*GIVEN INFORMATION*:

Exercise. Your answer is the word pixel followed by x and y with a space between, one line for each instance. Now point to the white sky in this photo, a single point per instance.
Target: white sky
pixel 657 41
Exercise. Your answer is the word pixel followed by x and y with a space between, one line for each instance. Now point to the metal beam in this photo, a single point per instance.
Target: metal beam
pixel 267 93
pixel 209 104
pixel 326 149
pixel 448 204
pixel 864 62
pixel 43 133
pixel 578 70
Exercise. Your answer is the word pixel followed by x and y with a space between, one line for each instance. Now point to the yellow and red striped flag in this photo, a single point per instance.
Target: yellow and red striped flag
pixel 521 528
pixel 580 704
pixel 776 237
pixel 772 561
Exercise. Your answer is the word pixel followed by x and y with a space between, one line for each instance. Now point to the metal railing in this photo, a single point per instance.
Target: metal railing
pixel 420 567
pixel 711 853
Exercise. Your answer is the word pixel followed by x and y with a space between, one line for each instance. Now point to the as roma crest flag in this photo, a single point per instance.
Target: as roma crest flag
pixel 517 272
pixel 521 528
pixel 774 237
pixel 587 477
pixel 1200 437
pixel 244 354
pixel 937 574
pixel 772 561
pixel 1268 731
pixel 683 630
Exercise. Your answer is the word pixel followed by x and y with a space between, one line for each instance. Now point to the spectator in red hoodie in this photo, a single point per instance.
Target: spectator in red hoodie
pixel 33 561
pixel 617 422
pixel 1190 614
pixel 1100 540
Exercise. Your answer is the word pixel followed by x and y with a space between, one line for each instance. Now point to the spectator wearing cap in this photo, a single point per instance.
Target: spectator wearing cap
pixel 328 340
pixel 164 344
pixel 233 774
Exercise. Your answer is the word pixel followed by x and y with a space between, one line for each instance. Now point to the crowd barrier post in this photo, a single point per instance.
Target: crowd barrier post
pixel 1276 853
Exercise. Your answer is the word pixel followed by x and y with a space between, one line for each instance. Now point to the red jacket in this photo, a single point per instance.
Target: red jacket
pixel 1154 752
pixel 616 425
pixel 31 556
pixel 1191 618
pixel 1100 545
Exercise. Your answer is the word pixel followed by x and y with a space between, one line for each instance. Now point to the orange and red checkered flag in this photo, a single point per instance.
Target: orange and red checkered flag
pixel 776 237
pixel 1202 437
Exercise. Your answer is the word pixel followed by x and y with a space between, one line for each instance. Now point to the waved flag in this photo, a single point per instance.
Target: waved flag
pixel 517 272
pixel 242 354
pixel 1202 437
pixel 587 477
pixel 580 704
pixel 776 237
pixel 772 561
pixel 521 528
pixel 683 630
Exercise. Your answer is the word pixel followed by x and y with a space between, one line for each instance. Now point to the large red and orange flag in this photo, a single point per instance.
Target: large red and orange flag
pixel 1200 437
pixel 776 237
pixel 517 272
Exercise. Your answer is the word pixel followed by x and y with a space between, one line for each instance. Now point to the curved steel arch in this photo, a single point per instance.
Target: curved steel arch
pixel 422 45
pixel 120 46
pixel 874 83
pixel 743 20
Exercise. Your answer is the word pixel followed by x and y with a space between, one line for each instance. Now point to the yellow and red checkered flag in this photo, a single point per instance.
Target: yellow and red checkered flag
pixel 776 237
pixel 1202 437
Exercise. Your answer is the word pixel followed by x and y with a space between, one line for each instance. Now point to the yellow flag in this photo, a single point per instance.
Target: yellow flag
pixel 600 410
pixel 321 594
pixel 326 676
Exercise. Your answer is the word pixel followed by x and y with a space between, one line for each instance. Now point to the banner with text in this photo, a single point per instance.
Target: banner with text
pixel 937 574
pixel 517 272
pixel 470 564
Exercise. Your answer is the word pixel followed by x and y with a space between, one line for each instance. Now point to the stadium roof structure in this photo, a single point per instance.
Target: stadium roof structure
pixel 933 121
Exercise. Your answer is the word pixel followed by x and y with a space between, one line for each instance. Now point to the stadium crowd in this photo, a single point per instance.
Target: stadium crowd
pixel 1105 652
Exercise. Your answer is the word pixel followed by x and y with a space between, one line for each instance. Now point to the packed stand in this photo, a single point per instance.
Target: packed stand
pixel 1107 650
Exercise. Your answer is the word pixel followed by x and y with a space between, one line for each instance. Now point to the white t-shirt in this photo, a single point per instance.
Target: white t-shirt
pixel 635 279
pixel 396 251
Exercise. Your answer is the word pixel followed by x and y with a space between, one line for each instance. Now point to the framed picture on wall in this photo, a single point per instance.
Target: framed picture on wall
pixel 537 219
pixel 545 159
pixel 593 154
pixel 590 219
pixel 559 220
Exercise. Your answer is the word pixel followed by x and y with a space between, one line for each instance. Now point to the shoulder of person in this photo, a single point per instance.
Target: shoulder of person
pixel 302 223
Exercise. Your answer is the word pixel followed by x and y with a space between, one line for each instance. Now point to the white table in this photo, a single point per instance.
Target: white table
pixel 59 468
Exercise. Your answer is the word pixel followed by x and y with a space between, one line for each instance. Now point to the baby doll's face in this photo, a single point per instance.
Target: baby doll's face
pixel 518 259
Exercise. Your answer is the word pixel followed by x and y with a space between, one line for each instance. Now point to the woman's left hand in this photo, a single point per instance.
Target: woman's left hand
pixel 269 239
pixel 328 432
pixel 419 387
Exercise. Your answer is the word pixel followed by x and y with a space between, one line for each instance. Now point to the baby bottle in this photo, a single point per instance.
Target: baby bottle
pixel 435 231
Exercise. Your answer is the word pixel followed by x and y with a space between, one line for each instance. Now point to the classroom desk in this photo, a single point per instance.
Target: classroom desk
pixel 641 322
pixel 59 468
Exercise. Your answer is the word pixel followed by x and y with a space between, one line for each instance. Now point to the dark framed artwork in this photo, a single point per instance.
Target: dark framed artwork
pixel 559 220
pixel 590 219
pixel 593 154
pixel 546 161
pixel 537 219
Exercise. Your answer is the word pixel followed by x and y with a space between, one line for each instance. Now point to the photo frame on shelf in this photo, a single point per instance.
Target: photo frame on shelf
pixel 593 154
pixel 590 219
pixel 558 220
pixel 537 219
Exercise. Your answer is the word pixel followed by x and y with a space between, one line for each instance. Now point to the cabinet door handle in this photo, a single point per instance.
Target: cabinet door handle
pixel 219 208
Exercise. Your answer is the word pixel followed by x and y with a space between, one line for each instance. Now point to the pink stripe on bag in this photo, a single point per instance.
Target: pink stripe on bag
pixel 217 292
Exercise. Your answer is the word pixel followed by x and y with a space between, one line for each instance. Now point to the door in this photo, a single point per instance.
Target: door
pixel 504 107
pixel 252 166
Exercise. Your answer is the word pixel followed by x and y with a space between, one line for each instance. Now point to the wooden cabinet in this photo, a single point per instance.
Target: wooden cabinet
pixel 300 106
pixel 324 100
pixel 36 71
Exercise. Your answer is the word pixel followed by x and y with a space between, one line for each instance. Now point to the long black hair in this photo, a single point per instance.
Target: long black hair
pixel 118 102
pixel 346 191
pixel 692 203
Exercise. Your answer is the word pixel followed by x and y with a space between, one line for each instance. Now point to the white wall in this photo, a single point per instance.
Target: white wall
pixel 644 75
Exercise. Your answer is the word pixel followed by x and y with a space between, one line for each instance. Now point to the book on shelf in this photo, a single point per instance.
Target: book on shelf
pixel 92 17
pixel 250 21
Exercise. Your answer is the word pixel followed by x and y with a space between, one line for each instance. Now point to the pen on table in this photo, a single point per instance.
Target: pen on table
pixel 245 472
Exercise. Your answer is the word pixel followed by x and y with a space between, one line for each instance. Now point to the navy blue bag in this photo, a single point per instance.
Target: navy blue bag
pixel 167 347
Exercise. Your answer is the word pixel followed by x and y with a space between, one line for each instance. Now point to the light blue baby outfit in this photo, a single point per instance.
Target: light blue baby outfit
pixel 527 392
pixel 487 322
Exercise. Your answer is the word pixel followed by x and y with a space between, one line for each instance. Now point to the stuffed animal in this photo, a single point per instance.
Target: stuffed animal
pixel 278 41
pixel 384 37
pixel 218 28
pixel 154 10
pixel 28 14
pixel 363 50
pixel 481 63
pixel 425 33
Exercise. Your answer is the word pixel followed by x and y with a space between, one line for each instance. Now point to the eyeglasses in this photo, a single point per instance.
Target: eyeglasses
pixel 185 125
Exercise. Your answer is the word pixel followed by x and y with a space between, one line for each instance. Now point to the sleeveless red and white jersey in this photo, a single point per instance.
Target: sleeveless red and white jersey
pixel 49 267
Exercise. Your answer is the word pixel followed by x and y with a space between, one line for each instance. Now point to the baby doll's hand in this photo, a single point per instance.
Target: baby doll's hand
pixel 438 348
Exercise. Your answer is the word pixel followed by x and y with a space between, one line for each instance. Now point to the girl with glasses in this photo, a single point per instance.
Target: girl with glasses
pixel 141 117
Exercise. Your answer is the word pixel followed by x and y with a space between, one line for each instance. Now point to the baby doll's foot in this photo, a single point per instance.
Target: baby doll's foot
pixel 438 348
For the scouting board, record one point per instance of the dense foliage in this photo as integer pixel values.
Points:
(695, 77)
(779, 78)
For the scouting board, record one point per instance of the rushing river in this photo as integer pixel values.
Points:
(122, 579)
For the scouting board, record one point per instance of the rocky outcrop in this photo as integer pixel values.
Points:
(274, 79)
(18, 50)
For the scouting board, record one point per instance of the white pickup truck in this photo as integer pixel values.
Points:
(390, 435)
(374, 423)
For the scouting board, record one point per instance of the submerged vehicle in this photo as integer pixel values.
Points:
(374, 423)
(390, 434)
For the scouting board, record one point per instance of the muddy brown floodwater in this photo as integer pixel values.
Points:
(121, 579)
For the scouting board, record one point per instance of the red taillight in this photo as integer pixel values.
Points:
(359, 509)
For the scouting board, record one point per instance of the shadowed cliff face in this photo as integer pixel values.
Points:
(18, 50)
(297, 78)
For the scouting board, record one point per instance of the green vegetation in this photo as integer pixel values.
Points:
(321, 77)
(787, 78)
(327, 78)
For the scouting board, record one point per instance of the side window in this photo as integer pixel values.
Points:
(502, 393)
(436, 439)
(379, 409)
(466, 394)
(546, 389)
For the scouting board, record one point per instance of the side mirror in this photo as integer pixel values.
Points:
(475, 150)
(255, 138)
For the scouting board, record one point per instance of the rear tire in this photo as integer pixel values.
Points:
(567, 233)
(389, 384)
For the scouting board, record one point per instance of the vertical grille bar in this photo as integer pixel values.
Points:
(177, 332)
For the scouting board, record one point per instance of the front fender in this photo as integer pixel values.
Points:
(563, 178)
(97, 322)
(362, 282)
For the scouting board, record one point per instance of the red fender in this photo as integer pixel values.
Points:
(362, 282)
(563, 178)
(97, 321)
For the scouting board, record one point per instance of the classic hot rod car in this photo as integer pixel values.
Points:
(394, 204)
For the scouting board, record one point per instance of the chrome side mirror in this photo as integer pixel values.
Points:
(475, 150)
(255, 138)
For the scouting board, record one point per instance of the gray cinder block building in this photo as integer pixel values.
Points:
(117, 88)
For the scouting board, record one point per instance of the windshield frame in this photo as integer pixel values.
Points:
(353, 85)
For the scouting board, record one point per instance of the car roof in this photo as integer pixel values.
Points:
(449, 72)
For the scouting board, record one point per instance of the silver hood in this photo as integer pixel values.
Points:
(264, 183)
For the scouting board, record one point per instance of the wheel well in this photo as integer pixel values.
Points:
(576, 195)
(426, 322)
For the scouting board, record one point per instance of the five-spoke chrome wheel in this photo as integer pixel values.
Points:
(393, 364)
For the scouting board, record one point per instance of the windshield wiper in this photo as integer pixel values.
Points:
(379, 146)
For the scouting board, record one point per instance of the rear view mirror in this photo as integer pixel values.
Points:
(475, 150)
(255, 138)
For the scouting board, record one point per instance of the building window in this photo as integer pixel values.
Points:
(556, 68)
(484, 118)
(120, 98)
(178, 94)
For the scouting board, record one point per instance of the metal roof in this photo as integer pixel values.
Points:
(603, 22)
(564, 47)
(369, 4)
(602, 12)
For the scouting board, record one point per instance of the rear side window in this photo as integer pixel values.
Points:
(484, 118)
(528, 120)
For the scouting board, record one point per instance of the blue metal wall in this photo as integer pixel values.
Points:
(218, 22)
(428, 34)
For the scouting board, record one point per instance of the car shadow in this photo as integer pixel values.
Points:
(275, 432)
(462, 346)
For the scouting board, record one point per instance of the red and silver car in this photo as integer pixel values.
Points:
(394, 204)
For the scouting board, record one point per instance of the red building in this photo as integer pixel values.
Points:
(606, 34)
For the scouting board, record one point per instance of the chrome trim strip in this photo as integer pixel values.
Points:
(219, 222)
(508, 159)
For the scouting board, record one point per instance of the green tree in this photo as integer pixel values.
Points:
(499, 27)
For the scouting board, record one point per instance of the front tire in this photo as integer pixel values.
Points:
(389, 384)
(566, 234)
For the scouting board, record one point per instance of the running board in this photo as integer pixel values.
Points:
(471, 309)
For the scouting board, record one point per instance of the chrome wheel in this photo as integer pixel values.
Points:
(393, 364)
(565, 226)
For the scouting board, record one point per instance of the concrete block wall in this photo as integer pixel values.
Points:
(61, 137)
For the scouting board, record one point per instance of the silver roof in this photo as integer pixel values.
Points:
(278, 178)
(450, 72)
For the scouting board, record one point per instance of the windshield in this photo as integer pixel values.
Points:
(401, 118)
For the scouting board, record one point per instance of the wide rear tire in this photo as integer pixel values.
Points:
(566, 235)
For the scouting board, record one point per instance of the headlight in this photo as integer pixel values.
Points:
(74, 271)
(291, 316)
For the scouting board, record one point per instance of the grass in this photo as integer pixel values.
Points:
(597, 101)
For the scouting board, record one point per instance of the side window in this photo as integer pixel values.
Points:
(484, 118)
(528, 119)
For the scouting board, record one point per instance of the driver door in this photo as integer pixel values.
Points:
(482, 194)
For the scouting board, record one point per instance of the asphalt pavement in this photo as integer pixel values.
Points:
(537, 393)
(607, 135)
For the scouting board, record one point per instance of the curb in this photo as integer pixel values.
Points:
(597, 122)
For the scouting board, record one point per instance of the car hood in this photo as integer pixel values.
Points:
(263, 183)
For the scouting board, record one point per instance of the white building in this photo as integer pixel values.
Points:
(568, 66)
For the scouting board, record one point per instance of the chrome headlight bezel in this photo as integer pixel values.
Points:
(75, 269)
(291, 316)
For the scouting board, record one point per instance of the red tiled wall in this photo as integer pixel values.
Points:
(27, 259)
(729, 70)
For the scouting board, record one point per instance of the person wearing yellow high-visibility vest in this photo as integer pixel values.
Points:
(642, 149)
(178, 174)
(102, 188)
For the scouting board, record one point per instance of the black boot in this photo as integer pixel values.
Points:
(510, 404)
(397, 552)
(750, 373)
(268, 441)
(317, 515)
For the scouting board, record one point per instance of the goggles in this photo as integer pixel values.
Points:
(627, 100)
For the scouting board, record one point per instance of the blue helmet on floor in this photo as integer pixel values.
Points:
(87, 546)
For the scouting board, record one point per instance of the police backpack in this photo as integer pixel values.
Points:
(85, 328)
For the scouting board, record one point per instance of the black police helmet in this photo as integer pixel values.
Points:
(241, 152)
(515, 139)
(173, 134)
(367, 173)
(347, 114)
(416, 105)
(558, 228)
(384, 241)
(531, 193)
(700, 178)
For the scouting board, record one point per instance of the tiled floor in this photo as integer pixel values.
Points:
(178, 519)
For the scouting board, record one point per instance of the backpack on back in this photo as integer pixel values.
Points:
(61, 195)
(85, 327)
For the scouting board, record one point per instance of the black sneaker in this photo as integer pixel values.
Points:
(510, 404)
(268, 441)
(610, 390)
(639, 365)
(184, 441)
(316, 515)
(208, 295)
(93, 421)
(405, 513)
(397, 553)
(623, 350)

*EXERCISE*:
Scan the material above. Copy each line that holds the word "block".

*ANSWER FOR THE TASK*:
For the scouting board, record one point per instance of the gray cinder block building in this photo as integer pixel values.
For the scouting board, record one point per instance of the concrete block wall in this photo as integer pixel values.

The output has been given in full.